— Start —

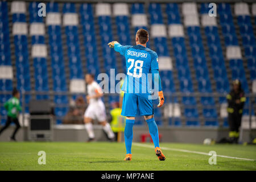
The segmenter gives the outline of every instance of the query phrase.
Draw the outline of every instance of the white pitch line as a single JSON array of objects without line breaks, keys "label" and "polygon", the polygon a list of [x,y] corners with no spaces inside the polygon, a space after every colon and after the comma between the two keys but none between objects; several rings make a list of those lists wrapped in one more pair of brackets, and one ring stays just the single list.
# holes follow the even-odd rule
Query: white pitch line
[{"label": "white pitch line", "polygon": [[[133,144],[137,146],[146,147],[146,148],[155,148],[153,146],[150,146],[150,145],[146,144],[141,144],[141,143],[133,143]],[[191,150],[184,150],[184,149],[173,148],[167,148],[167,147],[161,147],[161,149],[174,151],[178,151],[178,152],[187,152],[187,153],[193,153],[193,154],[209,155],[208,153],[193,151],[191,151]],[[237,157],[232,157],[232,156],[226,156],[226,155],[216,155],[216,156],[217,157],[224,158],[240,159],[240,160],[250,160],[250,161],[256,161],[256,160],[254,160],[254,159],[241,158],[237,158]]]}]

— End —

- **What to do**: Please rewrite the entries from the beginning up to and including the line with "Query: white pitch line", changing "outline" to "boundary" and leaving the rest unchanged. Omit the pictures from your answer.

- **Answer to this exercise**:
The segmenter gives the boundary of every instance of the query phrase.
Draw the boundary of every instance of the white pitch line as a single JSON array of objects without line breaks, keys "label" and "polygon", the polygon a list of [x,y] corners with no spaces inside the polygon, a space after every colon and after the comma between the two keys but none between objects; several rings make a list of those lists wrapped in one more pair of brackets, and one ring stays just the single list.
# holes follow the even-odd rule
Query: white pitch line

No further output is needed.